§ **Quoted passage**:
-- -- --
CONGRATS! These 3 youngsters are part of the first participants in the Porsche SA skills training program. Image: Wheels24 / Charlen Raymond
Cape Town - Porsche South Africa has opened its new Training Center in Cape Town.
Over three academic years, a total of 75 locals, from disadvantaged backgrounds, will be trained as service mechatronics engineers. This training will open up career opportunities in the retail organisations of the Volkswagen Group.
Porsche says it designed the training to cover topics required give trainees as many opportunities in the automotive industry as possible.
Helping future petrolheads
The programme has been designed by Porsche and its after-sales experts, who are responsible for the project.
In addition, the experts are tasked with training the trainers of the Porsche Training and Recruitment Center SA under the umbrella of the worldwide after-sales qualification initiative PAVE (Porsche After Sales Vocational Education).
'Hoping to give back to may community'
One of the participants, Zinia February from Hanover Park, says that she has a deep love for the Porsche brand and that this opportunity is a dream come true.
She said: "I'm hoping to give back to my community one day and help other children to reach their dreams."
Zinia says that she always wanted to be in paramedics, but after seeing first-hand what goes into the occupation she had a change of heart. Fortunately for her, the opportunity to work with Porsche and the Volkswagen Group came along and she is relishing the challenge of being a part and establishing herself in this new "family".
The aim of the initiative in South Africa is not only to find young talent for the VW retail organisations but also to establish an attractive job profile with the service mechatronics engineers long term. Porsche said: "Due the increasing significance of digitalisation, electrification and connectivity in automotive manufacturing, the importance of After Sales services is growing."
Michael Drolshagen, after-sales manager at Porsche AG, had the following to say of the project at the official opening ceremony: “When I look into the eager faces of our first trainees, it's a further confirmation that we and our partners are doing the right thing: Creating opportunities.
"Opportunities for young adults to enhance their skills and position themselves permanently on the job market, and opportunities to develop a professional reputation and use this reputation to strengthen their position in society.”
READ: Want to work with sports cars? Porsche to train, employ 75 youngsters in SA
'I want to provide for my mother'
Trainee, Moegamat Pietersen from Ottery, has a clear view of what he wants to achieve: "I just want to be successful at what I do and aim to be one of the best technicians in the Volkswagen Group. I want to provide for my mother who's always been there for me."
Uwe Hück, chair of the Porsche Group Works Council, is one of the project's initiators. According to him: “Education is something that concerns us all and must not be a privilege. Nobody is too stupid to get an education, but you have to put in the hard work. We have to take on those who - for whatever reason - appear to stand no chance.
-- -- --
§ **Task**: Please quote the Porsche training article from "CONGRATS! These 3" to "for the project.". Rely on the Porsche training article and nothing else.

§ **Supplied data**:
-- -- --
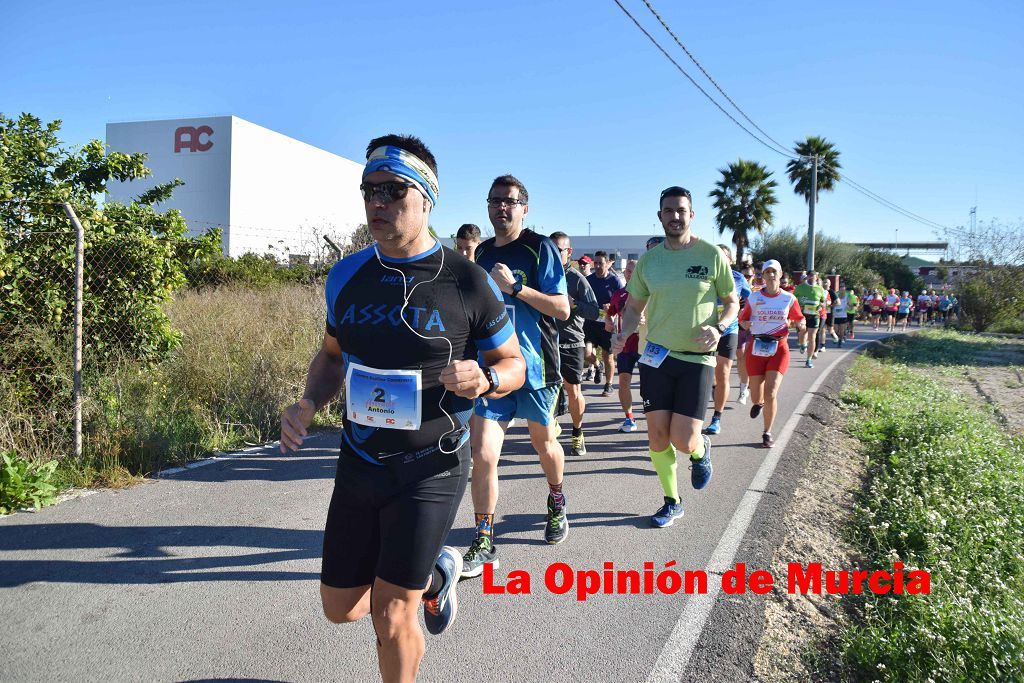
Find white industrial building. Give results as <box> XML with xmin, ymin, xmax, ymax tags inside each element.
<box><xmin>106</xmin><ymin>116</ymin><xmax>366</xmax><ymax>261</ymax></box>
-- -- --
§ **Result of the task**:
CONGRATS! These 3 youngsters are part of the first participants in the Porsche SA skills training program. Image: Wheels24 / Charlen Raymond
Cape Town - Porsche South Africa has opened its new Training Center in Cape Town.
Over three academic years, a total of 75 locals, from disadvantaged backgrounds, will be trained as service mechatronics engineers. This training will open up career opportunities in the retail organisations of the Volkswagen Group.
Porsche says it designed the training to cover topics required give trainees as many opportunities in the automotive industry as possible.
Helping future petrolheads
The programme has been designed by Porsche and its after-sales experts, who are responsible for the project.